DATA TO EXAMINE below:

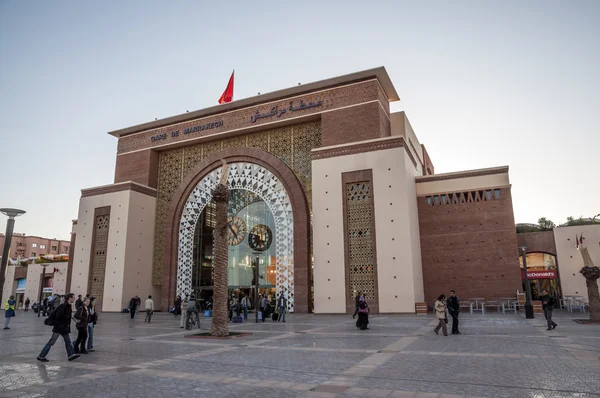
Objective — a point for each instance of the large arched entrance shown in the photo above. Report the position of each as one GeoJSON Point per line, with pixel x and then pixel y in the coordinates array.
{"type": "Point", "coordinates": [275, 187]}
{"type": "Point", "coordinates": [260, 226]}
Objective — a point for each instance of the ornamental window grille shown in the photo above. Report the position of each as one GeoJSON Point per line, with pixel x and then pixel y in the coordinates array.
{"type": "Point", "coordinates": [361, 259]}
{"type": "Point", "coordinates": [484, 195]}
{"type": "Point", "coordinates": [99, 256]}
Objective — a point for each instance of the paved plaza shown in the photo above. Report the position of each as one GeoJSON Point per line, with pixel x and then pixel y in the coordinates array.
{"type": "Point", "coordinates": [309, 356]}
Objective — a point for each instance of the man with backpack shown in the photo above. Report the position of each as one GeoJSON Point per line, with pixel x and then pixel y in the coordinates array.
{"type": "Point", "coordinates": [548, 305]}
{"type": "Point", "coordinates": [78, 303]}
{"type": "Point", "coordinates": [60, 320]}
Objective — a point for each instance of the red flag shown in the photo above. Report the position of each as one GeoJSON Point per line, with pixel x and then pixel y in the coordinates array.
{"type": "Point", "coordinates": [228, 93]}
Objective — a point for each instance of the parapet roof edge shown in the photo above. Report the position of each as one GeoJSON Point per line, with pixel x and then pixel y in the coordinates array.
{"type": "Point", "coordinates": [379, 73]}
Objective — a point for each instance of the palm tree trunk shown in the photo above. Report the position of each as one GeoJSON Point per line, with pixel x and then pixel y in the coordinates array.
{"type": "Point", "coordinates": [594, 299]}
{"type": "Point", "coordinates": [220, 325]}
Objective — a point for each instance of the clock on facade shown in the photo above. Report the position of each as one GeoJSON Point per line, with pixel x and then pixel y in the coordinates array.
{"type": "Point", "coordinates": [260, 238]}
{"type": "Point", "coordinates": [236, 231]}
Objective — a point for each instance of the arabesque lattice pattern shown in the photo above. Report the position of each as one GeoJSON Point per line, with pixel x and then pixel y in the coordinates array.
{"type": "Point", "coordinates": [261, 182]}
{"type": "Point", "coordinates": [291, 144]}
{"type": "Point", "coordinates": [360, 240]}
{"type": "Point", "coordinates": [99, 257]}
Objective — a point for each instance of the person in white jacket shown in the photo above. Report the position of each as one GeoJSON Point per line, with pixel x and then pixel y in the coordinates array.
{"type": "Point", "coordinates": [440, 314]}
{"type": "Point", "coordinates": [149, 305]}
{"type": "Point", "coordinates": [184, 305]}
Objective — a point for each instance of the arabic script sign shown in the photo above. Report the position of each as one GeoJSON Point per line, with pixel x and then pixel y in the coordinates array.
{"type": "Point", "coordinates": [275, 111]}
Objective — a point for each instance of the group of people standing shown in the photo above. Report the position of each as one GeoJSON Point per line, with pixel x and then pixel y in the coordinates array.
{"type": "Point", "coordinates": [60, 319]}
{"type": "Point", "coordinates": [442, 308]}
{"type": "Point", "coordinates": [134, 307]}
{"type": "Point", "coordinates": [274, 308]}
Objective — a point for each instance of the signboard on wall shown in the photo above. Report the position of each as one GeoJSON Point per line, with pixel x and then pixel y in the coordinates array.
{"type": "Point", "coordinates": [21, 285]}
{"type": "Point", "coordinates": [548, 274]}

End of DATA TO EXAMINE.

### YOUR OBJECTIVE
An exact copy of all the lines above is required, with the pictures removed.

### RESULT OF THIS EXERCISE
Objective — a point for each instance of the large arched entrance shown in the photo above. Report the position of each as one GeoJSON Point per line, with pixel x and then pixel y in the coordinates array.
{"type": "Point", "coordinates": [275, 187]}
{"type": "Point", "coordinates": [260, 226]}
Objective — a point for each instance of the ornamental window grille shown in the photo above. Report the position of each as one GeoJSON Point per line, with pixel x and then pixel y in the coordinates array.
{"type": "Point", "coordinates": [361, 259]}
{"type": "Point", "coordinates": [484, 195]}
{"type": "Point", "coordinates": [99, 256]}
Objective — a point for each instance of the paved plaza shown in the photo above. Report the position of each as one GeoJSON Point per line, with pixel x and then pixel y in the coordinates array.
{"type": "Point", "coordinates": [309, 356]}
Objective — a point for each instance of the man with backpack shown in the photo above. Report the position of each as one GeoJSON Point per line, with pixel x and then pixel y in the coordinates array.
{"type": "Point", "coordinates": [548, 305]}
{"type": "Point", "coordinates": [78, 303]}
{"type": "Point", "coordinates": [60, 320]}
Objective — a point for each instance of the red flag shown in the photo above. Report the position of each as one GeoJSON Point per line, with pixel x and then pixel y in the coordinates array.
{"type": "Point", "coordinates": [228, 93]}
Objective — a point for each instance of the parapet roof edge shown in the photo above. Report the position of each as one GeoJSON Point per line, with pixel x and then pixel y in the coordinates array.
{"type": "Point", "coordinates": [379, 73]}
Objective — a point for each instance of the palm tree trunk shown in the photo above. Report the position of each as one GeoJSON Point per line, with pixel x and then pixel y in the coordinates array.
{"type": "Point", "coordinates": [594, 299]}
{"type": "Point", "coordinates": [220, 325]}
Objective — a point for each instance of the clock on facade shown in the photo above. Report the position of each as one GeoJSON Point per line, with pixel x and then pixel y in the coordinates array.
{"type": "Point", "coordinates": [260, 238]}
{"type": "Point", "coordinates": [236, 231]}
Objective — a point for each instance of the arabesque lattice pattern shown in the photo above. Report the position of each as one GeoJSON Point per line, with pixel x and then pixel y in the coordinates array.
{"type": "Point", "coordinates": [261, 182]}
{"type": "Point", "coordinates": [291, 144]}
{"type": "Point", "coordinates": [360, 240]}
{"type": "Point", "coordinates": [99, 257]}
Objective — a point for each instance of the person in white jacket shown in the photo above. Report the position of each as one GeoJSON Point per line, with pixel x and then pixel y in the coordinates array.
{"type": "Point", "coordinates": [440, 314]}
{"type": "Point", "coordinates": [149, 305]}
{"type": "Point", "coordinates": [184, 305]}
Objective — a point for each instance of the arabic script sign shown in the photo above. Report the position of each as one GeoJSON Point per line, with pixel x and then pixel y in the coordinates array.
{"type": "Point", "coordinates": [275, 111]}
Objective — a point for each instance of the group of people standing shown in the photo above. Report the position of each as one GeoJSON Point per line, with pixel x and then pixel y in the coordinates array.
{"type": "Point", "coordinates": [60, 319]}
{"type": "Point", "coordinates": [442, 308]}
{"type": "Point", "coordinates": [134, 307]}
{"type": "Point", "coordinates": [274, 308]}
Objective — a point for each instance of the signboard on wall shown in the photo above. Report the position of each as one GeoJSON Point per line, with pixel x and then pixel y in the coordinates array.
{"type": "Point", "coordinates": [21, 285]}
{"type": "Point", "coordinates": [548, 274]}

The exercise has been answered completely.